Assigned task – Pull out every line in the rows below that contains the word "negative".

━━ Recorded information

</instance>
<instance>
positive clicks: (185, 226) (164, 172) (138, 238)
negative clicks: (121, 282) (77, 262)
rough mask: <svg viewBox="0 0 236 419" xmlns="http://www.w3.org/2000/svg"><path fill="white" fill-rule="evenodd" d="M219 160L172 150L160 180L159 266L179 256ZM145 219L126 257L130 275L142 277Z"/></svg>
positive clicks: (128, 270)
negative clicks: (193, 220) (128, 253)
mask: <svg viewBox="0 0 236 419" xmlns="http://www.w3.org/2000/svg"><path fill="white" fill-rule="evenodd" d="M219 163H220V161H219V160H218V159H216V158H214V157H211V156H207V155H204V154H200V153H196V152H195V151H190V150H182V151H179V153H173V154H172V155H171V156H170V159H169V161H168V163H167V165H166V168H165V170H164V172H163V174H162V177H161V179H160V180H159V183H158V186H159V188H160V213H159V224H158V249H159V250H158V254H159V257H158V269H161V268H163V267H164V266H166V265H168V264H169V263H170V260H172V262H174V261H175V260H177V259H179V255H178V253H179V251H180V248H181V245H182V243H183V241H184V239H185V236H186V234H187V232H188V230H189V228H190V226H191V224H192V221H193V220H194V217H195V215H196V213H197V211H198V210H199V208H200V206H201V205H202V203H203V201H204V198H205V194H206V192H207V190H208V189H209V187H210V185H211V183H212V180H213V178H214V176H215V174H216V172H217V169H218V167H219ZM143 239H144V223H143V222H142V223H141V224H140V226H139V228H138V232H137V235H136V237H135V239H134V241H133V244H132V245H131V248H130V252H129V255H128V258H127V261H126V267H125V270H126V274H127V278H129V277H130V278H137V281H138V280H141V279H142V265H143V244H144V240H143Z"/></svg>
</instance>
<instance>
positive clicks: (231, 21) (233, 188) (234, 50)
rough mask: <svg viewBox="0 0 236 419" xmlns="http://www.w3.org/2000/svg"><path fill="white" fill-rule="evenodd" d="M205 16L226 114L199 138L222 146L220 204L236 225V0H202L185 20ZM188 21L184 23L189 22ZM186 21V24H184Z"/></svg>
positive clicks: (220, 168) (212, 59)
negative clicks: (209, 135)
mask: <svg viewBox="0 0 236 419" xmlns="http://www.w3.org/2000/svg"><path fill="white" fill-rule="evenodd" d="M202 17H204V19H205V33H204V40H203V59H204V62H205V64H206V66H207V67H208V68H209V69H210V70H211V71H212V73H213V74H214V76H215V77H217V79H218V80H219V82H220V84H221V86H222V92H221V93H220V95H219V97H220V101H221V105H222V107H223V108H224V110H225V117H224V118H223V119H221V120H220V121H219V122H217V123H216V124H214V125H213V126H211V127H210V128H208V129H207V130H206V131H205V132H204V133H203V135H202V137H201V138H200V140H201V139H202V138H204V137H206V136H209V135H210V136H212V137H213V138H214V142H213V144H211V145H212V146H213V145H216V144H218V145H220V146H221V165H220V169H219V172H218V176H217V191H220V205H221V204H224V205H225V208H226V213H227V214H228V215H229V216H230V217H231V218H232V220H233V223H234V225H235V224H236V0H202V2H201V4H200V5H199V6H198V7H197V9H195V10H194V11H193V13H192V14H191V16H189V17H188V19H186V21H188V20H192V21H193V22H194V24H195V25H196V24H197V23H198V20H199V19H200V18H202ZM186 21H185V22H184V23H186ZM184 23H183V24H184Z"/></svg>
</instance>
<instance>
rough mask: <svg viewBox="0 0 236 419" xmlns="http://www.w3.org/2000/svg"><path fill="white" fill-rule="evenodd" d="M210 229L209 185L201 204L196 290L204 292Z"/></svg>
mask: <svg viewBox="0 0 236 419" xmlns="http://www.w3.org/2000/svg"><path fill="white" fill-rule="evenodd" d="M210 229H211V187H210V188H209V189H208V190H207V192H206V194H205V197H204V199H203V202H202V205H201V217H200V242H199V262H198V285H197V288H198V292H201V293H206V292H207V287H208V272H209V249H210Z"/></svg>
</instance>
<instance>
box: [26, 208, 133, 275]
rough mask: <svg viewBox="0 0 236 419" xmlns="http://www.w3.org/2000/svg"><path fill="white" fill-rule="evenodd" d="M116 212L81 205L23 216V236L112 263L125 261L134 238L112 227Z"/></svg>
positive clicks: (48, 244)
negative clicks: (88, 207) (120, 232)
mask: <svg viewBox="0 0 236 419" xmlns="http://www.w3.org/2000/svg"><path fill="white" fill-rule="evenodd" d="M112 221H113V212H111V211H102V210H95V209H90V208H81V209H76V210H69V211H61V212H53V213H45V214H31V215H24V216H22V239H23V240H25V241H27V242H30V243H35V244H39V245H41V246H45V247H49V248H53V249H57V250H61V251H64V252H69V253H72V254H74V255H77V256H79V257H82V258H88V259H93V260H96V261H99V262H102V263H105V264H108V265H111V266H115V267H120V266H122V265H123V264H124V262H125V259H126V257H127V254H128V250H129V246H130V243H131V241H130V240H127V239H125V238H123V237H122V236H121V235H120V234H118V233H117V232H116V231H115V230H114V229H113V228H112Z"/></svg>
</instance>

━━━━

Result of this task –
negative clicks: (121, 282) (77, 262)
negative clicks: (193, 220) (128, 253)
negative clicks: (209, 135)
negative clicks: (88, 207) (120, 232)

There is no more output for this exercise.